## EXERCISE PROMPT
Please count the lines of the records below that contain the string "cloud", and give only that number.

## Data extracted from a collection
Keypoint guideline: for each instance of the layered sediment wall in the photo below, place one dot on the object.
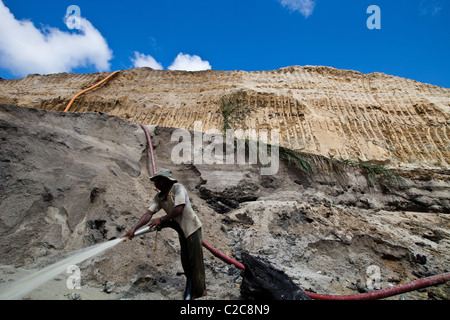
(344, 114)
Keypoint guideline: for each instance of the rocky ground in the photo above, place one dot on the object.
(71, 180)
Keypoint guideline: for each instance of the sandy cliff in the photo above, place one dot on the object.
(345, 114)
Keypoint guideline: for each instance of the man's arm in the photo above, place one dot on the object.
(178, 210)
(144, 220)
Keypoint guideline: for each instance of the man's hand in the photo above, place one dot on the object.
(130, 234)
(155, 223)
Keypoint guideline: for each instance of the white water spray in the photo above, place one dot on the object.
(21, 287)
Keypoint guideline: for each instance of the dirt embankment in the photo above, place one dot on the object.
(373, 118)
(70, 180)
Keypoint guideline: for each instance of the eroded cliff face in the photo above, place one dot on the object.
(348, 115)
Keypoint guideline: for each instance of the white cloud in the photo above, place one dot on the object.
(430, 7)
(187, 62)
(24, 49)
(142, 60)
(305, 7)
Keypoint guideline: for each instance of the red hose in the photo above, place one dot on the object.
(222, 256)
(374, 295)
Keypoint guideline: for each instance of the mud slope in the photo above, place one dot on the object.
(373, 118)
(70, 180)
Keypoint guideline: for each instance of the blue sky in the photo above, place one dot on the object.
(250, 35)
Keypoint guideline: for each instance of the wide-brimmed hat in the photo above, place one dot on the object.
(165, 174)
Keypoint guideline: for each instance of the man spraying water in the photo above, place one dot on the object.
(173, 198)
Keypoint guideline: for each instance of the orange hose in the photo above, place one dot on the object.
(89, 89)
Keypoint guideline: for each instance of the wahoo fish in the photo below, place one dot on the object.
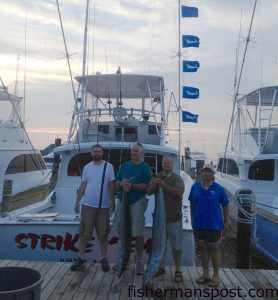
(124, 235)
(158, 238)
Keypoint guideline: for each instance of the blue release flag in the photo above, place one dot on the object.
(190, 41)
(190, 92)
(190, 65)
(189, 12)
(189, 117)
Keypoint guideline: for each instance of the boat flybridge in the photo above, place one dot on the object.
(114, 110)
(252, 163)
(24, 178)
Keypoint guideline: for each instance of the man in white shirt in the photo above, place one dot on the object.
(97, 193)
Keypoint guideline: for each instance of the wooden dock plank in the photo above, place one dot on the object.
(274, 274)
(127, 280)
(4, 263)
(74, 283)
(244, 282)
(237, 284)
(63, 283)
(105, 286)
(52, 279)
(91, 283)
(270, 278)
(228, 284)
(95, 284)
(188, 282)
(89, 273)
(115, 291)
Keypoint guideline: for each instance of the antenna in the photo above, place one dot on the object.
(179, 80)
(16, 73)
(239, 81)
(24, 85)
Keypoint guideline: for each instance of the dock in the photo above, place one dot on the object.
(91, 283)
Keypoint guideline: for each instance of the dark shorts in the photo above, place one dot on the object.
(209, 236)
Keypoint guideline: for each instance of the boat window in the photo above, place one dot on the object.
(129, 134)
(154, 161)
(232, 168)
(103, 128)
(220, 166)
(152, 129)
(115, 156)
(42, 162)
(26, 163)
(16, 165)
(262, 170)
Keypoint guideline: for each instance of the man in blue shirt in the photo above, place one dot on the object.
(133, 179)
(209, 215)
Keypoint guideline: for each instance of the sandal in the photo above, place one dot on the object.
(202, 280)
(214, 283)
(178, 276)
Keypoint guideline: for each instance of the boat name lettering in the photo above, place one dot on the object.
(47, 241)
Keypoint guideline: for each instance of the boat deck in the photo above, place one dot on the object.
(91, 283)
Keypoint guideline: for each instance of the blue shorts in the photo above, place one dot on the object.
(209, 236)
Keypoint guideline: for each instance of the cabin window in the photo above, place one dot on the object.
(129, 134)
(103, 129)
(115, 156)
(220, 167)
(16, 165)
(230, 167)
(262, 170)
(154, 161)
(152, 129)
(25, 163)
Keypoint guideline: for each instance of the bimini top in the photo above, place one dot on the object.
(4, 96)
(266, 94)
(123, 85)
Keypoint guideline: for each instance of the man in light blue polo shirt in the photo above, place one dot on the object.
(209, 214)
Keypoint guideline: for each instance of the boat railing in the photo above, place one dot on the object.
(120, 113)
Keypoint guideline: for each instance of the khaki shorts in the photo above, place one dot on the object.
(137, 212)
(174, 234)
(91, 218)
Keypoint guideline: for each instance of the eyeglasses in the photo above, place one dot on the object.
(207, 170)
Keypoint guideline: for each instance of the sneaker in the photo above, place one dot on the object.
(104, 265)
(139, 267)
(78, 264)
(115, 267)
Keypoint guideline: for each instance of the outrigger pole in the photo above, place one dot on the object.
(236, 92)
(179, 80)
(83, 83)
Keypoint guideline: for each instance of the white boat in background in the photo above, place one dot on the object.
(49, 160)
(193, 162)
(252, 163)
(115, 110)
(24, 178)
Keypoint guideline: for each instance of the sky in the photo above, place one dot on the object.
(142, 37)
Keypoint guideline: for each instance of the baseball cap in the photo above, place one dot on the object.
(208, 166)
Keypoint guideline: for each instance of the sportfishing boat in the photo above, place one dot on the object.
(24, 178)
(114, 111)
(252, 163)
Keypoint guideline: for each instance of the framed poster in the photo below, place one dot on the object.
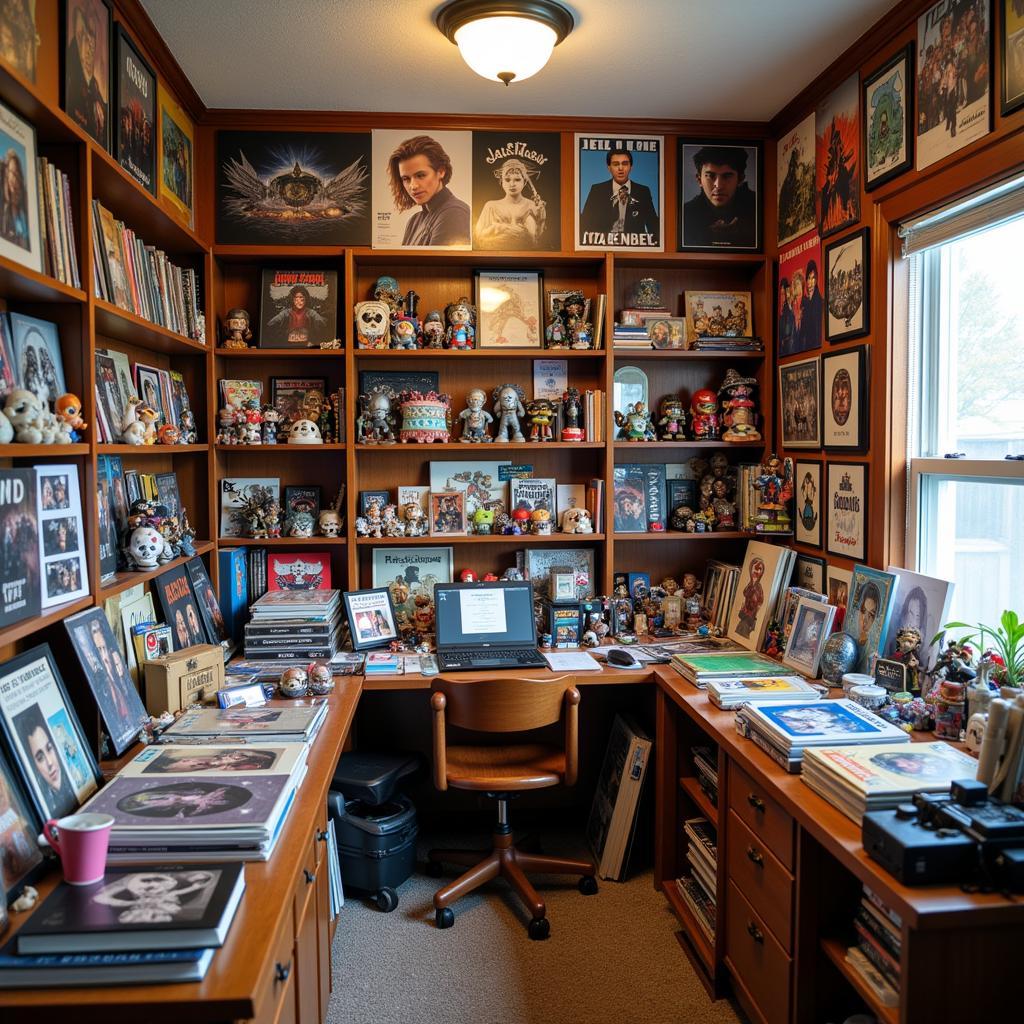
(954, 43)
(509, 308)
(720, 195)
(848, 293)
(807, 476)
(837, 158)
(846, 520)
(800, 398)
(43, 735)
(888, 109)
(845, 399)
(135, 130)
(620, 184)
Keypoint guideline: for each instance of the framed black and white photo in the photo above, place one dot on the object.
(848, 287)
(800, 398)
(846, 501)
(845, 399)
(807, 480)
(888, 108)
(371, 617)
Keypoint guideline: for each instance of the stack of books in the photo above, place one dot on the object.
(862, 778)
(133, 927)
(784, 730)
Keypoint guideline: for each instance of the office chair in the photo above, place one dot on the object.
(504, 706)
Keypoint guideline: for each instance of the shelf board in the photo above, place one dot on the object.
(123, 326)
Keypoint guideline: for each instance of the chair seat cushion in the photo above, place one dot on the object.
(523, 766)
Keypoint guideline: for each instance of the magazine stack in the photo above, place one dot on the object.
(784, 730)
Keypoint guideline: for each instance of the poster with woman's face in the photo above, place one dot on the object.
(422, 188)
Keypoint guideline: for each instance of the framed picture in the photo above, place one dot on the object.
(43, 735)
(720, 195)
(371, 617)
(448, 513)
(954, 42)
(509, 310)
(1012, 50)
(808, 480)
(845, 399)
(800, 399)
(888, 109)
(298, 308)
(175, 156)
(19, 237)
(847, 510)
(848, 276)
(135, 130)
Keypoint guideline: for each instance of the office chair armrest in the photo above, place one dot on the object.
(438, 702)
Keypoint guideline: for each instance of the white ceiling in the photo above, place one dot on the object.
(702, 59)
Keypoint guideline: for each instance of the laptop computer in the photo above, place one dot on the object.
(485, 626)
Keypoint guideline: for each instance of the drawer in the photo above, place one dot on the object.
(759, 963)
(761, 814)
(762, 879)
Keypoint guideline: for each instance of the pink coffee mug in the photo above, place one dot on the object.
(81, 840)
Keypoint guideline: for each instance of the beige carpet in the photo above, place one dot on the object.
(611, 958)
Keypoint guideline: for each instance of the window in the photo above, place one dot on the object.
(966, 398)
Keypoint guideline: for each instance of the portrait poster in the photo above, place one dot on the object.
(807, 476)
(846, 516)
(848, 276)
(61, 535)
(135, 130)
(293, 188)
(795, 181)
(107, 674)
(43, 735)
(800, 398)
(620, 185)
(837, 156)
(19, 238)
(888, 109)
(175, 156)
(298, 308)
(517, 190)
(801, 305)
(422, 189)
(953, 78)
(720, 196)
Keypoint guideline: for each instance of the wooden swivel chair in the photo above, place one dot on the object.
(504, 706)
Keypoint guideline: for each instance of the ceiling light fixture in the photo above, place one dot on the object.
(505, 42)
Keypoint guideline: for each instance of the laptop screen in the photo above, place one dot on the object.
(469, 614)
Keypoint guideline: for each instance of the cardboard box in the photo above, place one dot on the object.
(187, 676)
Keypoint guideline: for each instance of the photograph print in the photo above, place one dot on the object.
(422, 187)
(953, 78)
(293, 188)
(795, 178)
(837, 135)
(620, 188)
(516, 190)
(720, 195)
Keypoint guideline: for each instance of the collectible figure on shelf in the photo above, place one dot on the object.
(475, 419)
(635, 424)
(509, 407)
(237, 331)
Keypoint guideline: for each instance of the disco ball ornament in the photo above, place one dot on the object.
(839, 655)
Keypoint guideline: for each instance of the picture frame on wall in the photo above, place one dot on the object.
(888, 107)
(848, 280)
(845, 386)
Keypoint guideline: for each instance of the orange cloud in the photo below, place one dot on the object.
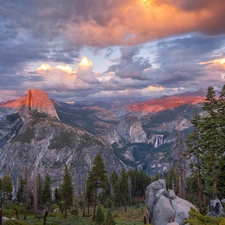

## OUTPUT FOR THIS TASK
2